▶ **Exercise description**
Please locate every line in the entries below that contains the word "person", and copy each of those lines in full.

▶ **Dataset records**
+++++
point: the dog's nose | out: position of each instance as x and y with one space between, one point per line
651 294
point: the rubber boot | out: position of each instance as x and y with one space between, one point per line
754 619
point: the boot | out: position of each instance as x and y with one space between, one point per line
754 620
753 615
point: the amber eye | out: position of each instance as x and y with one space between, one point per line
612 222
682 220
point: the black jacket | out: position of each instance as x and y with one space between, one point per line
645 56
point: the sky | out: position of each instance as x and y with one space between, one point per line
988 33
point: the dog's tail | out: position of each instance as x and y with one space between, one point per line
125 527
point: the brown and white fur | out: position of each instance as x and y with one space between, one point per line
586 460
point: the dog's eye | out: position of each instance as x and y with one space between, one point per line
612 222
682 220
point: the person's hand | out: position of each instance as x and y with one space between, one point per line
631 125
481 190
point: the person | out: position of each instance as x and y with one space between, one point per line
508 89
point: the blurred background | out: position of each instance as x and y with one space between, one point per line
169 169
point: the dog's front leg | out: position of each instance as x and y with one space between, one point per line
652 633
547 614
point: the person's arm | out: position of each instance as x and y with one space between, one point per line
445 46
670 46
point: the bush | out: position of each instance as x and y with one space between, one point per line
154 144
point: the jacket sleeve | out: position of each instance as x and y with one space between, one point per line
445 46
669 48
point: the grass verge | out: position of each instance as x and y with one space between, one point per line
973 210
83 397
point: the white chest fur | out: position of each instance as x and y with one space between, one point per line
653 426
+++++
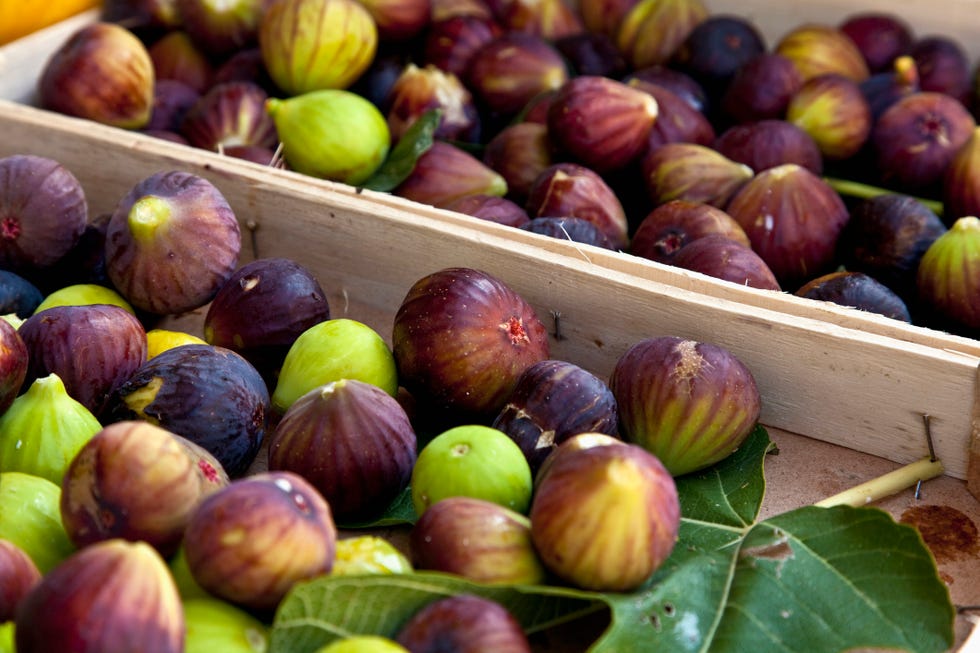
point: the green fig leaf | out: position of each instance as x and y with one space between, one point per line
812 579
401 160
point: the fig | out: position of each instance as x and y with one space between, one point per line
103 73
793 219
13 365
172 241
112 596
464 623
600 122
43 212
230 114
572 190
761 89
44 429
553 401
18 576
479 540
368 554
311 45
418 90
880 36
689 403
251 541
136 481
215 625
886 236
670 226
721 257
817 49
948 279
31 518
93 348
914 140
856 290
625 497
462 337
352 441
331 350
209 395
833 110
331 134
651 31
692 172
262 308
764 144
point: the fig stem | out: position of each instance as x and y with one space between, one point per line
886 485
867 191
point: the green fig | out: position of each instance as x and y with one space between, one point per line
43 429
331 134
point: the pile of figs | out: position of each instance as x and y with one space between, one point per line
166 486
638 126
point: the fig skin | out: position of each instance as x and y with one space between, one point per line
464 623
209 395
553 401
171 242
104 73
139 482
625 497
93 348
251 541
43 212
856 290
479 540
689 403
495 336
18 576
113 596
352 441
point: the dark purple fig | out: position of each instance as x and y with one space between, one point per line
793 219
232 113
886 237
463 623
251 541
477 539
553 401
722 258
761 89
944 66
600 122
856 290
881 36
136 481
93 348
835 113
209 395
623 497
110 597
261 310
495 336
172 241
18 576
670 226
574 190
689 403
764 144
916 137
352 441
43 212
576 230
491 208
+++++
▶ **Answer for the task**
point: the person's hand | out: position of each instance as x and y with one space between, one point per line
point: the person | out: position of each instance as x and y with one space between, one point per line
point: the person's arm | out: position of each instance as x and y with one space between, one point per line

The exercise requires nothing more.